◆ To be done: Reproduce the data below verbatim from the line containing "eroded stone wall -> outlines" through its final line, and produce nothing more.

◆ Raw records:
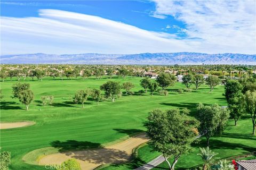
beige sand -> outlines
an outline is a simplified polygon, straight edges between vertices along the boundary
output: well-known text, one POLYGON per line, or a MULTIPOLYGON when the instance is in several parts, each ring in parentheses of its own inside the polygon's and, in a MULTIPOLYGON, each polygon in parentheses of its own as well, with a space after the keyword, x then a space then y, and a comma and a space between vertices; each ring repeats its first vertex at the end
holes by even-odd
POLYGON ((80 163, 82 169, 93 169, 102 164, 129 161, 133 149, 148 141, 145 134, 141 134, 101 149, 51 154, 42 158, 39 160, 39 165, 60 164, 73 158, 76 159, 80 163))
POLYGON ((0 129, 12 129, 33 125, 36 123, 33 121, 0 123, 0 129))

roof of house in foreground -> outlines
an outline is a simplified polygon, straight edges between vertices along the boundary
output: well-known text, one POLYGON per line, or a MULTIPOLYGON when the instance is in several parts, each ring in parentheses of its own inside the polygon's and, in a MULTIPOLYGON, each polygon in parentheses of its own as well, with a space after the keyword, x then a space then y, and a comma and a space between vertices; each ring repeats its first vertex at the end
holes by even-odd
POLYGON ((236 163, 247 170, 256 169, 256 159, 242 160, 238 160, 236 163))

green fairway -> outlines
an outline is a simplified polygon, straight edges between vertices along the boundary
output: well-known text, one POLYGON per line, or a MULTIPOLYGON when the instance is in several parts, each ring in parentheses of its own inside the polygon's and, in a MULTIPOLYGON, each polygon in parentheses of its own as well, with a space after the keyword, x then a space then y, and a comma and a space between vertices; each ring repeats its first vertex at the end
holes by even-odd
MULTIPOLYGON (((25 82, 30 84, 35 96, 28 111, 25 110, 26 106, 17 99, 11 97, 11 86, 18 81, 1 82, 4 96, 1 103, 1 122, 28 120, 36 122, 31 126, 1 130, 1 151, 10 151, 12 155, 10 169, 45 169, 44 166, 29 165, 22 162, 22 157, 35 149, 51 146, 62 147, 63 149, 97 147, 145 130, 143 123, 149 112, 155 108, 165 110, 187 107, 192 110, 193 115, 196 104, 200 102, 226 105, 222 95, 223 86, 217 86, 212 92, 209 92, 208 87, 202 86, 197 91, 180 94, 176 92, 177 90, 184 88, 185 86, 177 83, 174 86, 167 88, 169 94, 166 96, 157 93, 153 96, 150 96, 149 93, 142 95, 135 93, 131 96, 123 96, 114 103, 110 99, 100 102, 98 106, 95 101, 89 98, 85 108, 82 108, 82 105, 73 104, 72 98, 75 92, 86 88, 99 89, 100 86, 109 79, 95 80, 90 77, 84 80, 78 79, 61 81, 53 80, 49 78, 42 81, 28 79, 25 82), (40 97, 45 95, 54 96, 53 104, 42 106, 40 97)), ((121 83, 131 82, 135 86, 132 90, 136 92, 142 89, 139 86, 140 79, 138 77, 127 77, 125 79, 115 78, 111 80, 121 83)), ((219 152, 221 156, 249 152, 253 147, 255 149, 256 138, 246 134, 251 133, 250 120, 247 118, 238 121, 237 127, 232 126, 233 123, 233 121, 229 122, 229 126, 227 127, 222 137, 211 139, 211 142, 216 148, 216 152, 219 152), (237 149, 233 151, 235 145, 237 146, 235 147, 237 149), (219 149, 219 147, 221 148, 219 149), (221 154, 221 152, 221 152, 223 154, 221 154)), ((148 162, 158 156, 158 154, 150 153, 150 149, 147 147, 147 146, 142 147, 138 151, 139 157, 142 162, 148 162)), ((192 159, 190 161, 194 162, 193 165, 196 165, 200 163, 200 160, 198 157, 194 156, 195 153, 198 152, 198 147, 195 148, 194 152, 191 154, 192 159)), ((177 166, 183 167, 182 166, 185 164, 181 161, 180 163, 180 165, 178 164, 177 166)), ((161 165, 161 167, 165 166, 161 165)), ((122 167, 112 168, 122 168, 122 167)))

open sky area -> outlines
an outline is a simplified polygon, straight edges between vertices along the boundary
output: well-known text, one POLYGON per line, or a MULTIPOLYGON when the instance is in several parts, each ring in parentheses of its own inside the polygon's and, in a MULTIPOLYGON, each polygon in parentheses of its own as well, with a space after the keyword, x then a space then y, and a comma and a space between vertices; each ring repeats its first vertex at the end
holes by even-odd
POLYGON ((1 1, 1 55, 256 54, 255 1, 1 1))

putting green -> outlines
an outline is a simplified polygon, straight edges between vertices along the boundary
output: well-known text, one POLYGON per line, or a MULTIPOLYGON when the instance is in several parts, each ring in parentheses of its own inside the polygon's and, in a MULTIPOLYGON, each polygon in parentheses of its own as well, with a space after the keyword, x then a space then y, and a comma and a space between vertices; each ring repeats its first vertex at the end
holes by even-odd
POLYGON ((31 126, 35 124, 34 121, 22 121, 15 122, 0 123, 0 129, 13 129, 31 126))

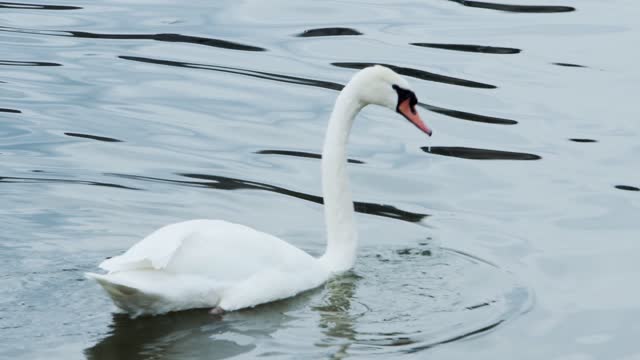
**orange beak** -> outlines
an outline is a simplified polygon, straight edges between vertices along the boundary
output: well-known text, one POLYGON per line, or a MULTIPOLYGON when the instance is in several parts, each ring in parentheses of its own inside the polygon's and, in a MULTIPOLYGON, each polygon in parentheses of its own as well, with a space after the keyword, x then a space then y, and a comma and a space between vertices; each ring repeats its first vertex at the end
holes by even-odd
POLYGON ((425 124, 422 119, 420 119, 420 115, 416 111, 415 106, 411 106, 410 99, 407 99, 400 104, 398 104, 398 112, 402 114, 407 120, 411 121, 413 125, 415 125, 418 129, 422 130, 425 134, 431 136, 431 129, 425 124))

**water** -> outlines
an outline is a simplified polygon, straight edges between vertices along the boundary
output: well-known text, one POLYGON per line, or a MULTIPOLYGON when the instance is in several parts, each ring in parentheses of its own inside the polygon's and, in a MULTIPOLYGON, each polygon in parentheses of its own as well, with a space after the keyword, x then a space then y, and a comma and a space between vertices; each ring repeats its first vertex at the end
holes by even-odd
POLYGON ((0 8, 2 357, 640 358, 636 2, 0 8), (356 122, 352 273, 136 320, 83 278, 194 218, 320 254, 324 128, 371 63, 411 80, 434 136, 356 122))

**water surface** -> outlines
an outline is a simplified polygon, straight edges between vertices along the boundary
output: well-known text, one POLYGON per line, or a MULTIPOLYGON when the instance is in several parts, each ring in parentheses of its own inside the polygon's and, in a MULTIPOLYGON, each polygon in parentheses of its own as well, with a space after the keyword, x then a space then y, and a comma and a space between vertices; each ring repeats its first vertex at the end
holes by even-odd
POLYGON ((0 357, 640 356, 635 2, 0 8, 0 357), (83 277, 196 218, 321 254, 326 121, 371 64, 407 77, 434 136, 360 115, 352 272, 140 319, 83 277))

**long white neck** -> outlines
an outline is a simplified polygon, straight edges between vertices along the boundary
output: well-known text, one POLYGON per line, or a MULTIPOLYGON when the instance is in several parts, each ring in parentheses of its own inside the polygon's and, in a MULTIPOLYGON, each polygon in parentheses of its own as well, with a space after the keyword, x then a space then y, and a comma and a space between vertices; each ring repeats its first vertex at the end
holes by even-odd
POLYGON ((356 260, 358 234, 347 176, 347 141, 356 114, 364 106, 347 85, 336 100, 322 149, 322 195, 327 250, 320 261, 329 271, 343 272, 356 260))

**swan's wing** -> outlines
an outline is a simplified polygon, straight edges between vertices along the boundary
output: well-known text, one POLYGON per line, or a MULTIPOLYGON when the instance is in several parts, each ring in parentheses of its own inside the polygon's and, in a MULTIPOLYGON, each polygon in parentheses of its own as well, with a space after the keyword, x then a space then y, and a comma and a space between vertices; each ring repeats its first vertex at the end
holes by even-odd
POLYGON ((124 254, 103 261, 100 268, 109 272, 162 269, 183 241, 201 226, 200 222, 201 220, 192 220, 164 226, 140 240, 124 254))
POLYGON ((313 260, 289 243, 248 226, 191 220, 158 229, 100 267, 109 272, 164 269, 234 282, 267 268, 299 270, 313 260))

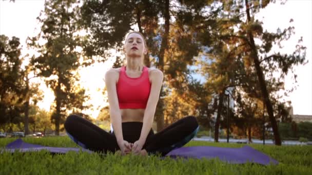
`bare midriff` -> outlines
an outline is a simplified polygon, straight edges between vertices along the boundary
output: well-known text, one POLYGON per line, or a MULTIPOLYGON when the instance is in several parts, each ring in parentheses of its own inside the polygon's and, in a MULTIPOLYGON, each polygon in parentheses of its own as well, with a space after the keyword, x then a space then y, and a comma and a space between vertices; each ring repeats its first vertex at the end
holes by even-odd
POLYGON ((143 122, 145 111, 145 109, 121 109, 122 122, 143 122))

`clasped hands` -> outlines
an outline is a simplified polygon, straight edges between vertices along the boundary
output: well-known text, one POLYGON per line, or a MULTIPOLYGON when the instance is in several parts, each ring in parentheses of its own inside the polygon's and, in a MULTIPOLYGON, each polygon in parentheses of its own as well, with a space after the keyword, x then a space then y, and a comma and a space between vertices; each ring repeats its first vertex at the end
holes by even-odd
POLYGON ((138 155, 140 154, 142 151, 146 151, 145 150, 142 150, 145 142, 140 140, 136 141, 133 143, 129 143, 125 140, 122 140, 118 142, 122 155, 127 155, 131 152, 138 155))

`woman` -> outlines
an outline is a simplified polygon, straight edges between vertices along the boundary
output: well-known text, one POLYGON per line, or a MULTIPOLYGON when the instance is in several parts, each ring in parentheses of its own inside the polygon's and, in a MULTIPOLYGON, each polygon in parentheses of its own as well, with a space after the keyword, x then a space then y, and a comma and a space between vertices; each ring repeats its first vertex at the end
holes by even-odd
POLYGON ((105 74, 113 131, 107 133, 76 115, 67 117, 65 129, 75 142, 93 151, 164 156, 189 141, 197 133, 198 124, 195 117, 188 116, 154 134, 151 126, 163 74, 143 65, 147 49, 140 33, 126 35, 124 51, 127 65, 105 74))

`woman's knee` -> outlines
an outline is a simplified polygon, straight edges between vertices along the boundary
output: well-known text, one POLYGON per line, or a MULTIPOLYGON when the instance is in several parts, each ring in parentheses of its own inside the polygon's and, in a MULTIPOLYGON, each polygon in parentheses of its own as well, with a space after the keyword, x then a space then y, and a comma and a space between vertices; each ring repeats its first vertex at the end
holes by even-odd
POLYGON ((192 128, 192 129, 196 129, 199 126, 198 122, 196 117, 193 116, 189 116, 184 118, 186 124, 188 126, 192 128))
POLYGON ((74 125, 75 122, 79 120, 79 116, 75 115, 71 115, 66 118, 64 123, 64 127, 66 130, 70 129, 71 126, 74 125))

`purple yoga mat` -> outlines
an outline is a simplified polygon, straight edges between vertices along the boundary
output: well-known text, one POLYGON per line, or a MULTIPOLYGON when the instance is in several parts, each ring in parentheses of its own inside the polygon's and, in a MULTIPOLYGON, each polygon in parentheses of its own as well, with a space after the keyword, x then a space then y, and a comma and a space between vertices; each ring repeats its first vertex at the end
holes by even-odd
MULTIPOLYGON (((82 148, 55 147, 29 144, 23 142, 21 139, 8 144, 6 146, 5 150, 14 152, 16 149, 18 149, 20 151, 22 152, 46 149, 52 153, 65 154, 69 151, 79 152, 80 150, 90 153, 93 152, 82 148)), ((262 165, 268 165, 279 163, 278 161, 269 156, 248 146, 238 148, 213 146, 184 147, 172 150, 166 156, 172 158, 179 157, 195 159, 206 158, 207 159, 219 158, 221 161, 232 164, 252 162, 262 165)))
POLYGON ((56 147, 45 146, 40 145, 35 145, 24 142, 22 139, 18 139, 11 142, 6 146, 5 150, 14 152, 18 149, 20 152, 36 151, 46 149, 52 153, 65 154, 69 151, 79 152, 80 150, 92 152, 92 151, 82 148, 62 148, 56 147))
POLYGON ((248 146, 242 148, 221 148, 214 146, 183 147, 173 150, 167 156, 185 158, 219 158, 233 164, 252 162, 262 165, 278 164, 279 162, 264 154, 248 146))

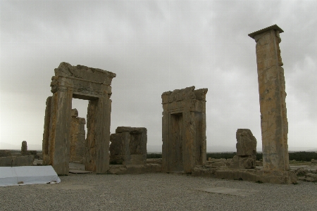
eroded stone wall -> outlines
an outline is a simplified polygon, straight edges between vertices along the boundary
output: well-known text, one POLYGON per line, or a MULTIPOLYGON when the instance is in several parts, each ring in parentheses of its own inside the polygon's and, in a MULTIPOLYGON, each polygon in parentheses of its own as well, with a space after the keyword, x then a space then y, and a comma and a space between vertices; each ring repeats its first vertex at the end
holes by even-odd
POLYGON ((58 174, 68 174, 72 98, 75 98, 89 101, 85 168, 106 174, 109 168, 111 84, 116 74, 67 63, 61 63, 54 72, 53 96, 48 98, 45 110, 43 164, 51 165, 58 174))
POLYGON ((254 169, 256 167, 256 139, 249 129, 238 129, 236 132, 237 155, 231 160, 230 167, 254 169))
POLYGON ((162 170, 191 172, 206 163, 206 94, 194 87, 162 94, 162 170))
POLYGON ((70 162, 79 161, 82 162, 86 138, 85 124, 85 119, 78 117, 77 109, 72 109, 70 162))
POLYGON ((145 127, 118 127, 110 136, 110 163, 147 164, 147 130, 145 127))

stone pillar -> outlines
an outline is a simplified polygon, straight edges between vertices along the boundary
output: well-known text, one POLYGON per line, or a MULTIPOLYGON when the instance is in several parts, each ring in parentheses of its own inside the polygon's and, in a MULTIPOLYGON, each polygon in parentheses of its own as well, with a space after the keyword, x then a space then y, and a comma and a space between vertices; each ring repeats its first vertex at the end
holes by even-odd
POLYGON ((46 99, 46 107, 45 108, 45 117, 43 133, 43 141, 42 141, 42 156, 44 165, 49 165, 49 122, 51 120, 51 96, 49 96, 46 99))
POLYGON ((27 155, 27 143, 26 141, 22 141, 22 146, 21 146, 21 155, 27 155))
POLYGON ((76 108, 72 109, 72 122, 70 146, 70 162, 82 162, 85 155, 85 118, 78 117, 78 111, 76 108))
POLYGON ((109 168, 111 100, 108 97, 106 94, 88 104, 85 170, 97 174, 106 174, 109 168))
POLYGON ((57 174, 69 173, 69 148, 73 89, 67 78, 52 77, 51 122, 49 123, 49 163, 57 174))
POLYGON ((280 33, 274 25, 249 36, 256 42, 263 170, 289 170, 285 81, 280 33))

◆ Exercise output:
eroded stone wall -> outlines
an outline is a simplified polygon, straight edges between vertices along the boundary
output: well-known text, one POLYGON per line, or a MULTIPOLYGON when the instance is in several parts, each ring in parentheses of its own inside the polygon's and, in a MULTIPOLYGON, each polygon in parentheses of its own as well, with a space after the keyword, x then a space then y, and a comma and a space between vertices; each ring repeats its first vertex at the end
holes by even-odd
POLYGON ((58 174, 68 174, 72 98, 75 98, 89 101, 85 168, 106 174, 109 168, 111 84, 116 74, 67 63, 61 63, 54 72, 53 96, 48 98, 45 110, 43 164, 51 165, 58 174))
POLYGON ((254 169, 256 167, 256 139, 249 129, 238 129, 236 132, 237 155, 231 160, 230 167, 254 169))
POLYGON ((162 170, 191 172, 206 163, 206 94, 194 87, 162 94, 162 170))
POLYGON ((70 162, 79 161, 82 162, 86 138, 85 124, 85 119, 78 117, 77 109, 72 109, 70 162))
POLYGON ((145 127, 118 127, 110 136, 110 163, 147 164, 147 130, 145 127))

stone pillar -> outlines
an outline is a simplified polygon, straight edges between vertices along the boundary
output: well-known text, one POLYGON per line, or a MULTIPOLYGON when the instance is in several parts, each ring in parentheses of its own inside the polygon's and, in a MULTIPOLYGON, each polygon in parentheses of its own as well, with a space after the keyword, x then a space then y, and a comma and a space between vertices; each ring repeats its first vertex at the end
holes by even-odd
POLYGON ((46 99, 46 107, 45 108, 45 117, 43 133, 43 141, 42 141, 42 156, 44 165, 49 165, 49 122, 51 120, 51 96, 49 96, 46 99))
POLYGON ((27 155, 27 143, 26 141, 22 141, 22 146, 21 146, 21 155, 27 155))
POLYGON ((76 108, 72 109, 72 122, 70 146, 70 162, 82 162, 85 155, 85 118, 78 117, 78 111, 76 108))
POLYGON ((109 168, 111 100, 108 97, 106 94, 88 104, 85 170, 97 174, 106 174, 109 168))
POLYGON ((57 174, 69 173, 69 148, 73 89, 67 78, 52 77, 51 122, 49 123, 49 163, 57 174))
POLYGON ((280 33, 274 25, 249 36, 256 42, 263 170, 289 170, 285 81, 280 33))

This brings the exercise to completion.